▶ Aim of the task: Copy the data below, beginning at the line that contains "Where can you spot the cylindrical" and continuing through the end of the data, and offset each point coordinate by adding 61 to both of its numbers. Reproduce every other line in that span unchanged.

▶ Extracted entries:
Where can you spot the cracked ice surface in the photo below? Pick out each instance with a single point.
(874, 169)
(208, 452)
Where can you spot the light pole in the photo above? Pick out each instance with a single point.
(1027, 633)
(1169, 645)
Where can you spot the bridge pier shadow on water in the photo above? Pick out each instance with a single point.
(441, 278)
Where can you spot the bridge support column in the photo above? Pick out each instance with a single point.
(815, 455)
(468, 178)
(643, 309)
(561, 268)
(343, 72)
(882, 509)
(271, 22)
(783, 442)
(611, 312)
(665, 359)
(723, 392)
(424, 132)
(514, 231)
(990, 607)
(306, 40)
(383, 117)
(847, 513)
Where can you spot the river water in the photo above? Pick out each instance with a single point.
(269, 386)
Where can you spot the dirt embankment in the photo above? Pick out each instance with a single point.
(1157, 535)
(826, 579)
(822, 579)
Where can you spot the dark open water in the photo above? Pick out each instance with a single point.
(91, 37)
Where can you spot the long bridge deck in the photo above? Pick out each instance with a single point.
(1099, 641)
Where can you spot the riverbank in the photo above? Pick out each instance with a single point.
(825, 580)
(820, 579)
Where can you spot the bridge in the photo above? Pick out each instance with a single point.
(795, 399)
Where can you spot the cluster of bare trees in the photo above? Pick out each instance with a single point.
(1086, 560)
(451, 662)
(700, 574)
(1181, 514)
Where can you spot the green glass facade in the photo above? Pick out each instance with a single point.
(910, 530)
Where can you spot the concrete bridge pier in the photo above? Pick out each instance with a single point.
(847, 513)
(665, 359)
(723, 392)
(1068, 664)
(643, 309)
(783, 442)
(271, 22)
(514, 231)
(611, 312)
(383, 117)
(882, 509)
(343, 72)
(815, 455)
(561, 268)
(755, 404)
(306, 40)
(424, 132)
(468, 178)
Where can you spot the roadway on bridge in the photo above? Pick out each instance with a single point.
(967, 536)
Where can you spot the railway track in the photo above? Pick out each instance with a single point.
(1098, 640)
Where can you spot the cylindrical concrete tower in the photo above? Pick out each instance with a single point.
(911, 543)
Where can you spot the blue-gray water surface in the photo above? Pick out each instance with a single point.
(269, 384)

▶ In response:
Where can you spot the cylindrical concrete tower in the photo above? Pick out each instance with a single point.
(972, 604)
Where can you spot the blue-gray water surface in the photo above? Pick out each instance with a single point.
(330, 445)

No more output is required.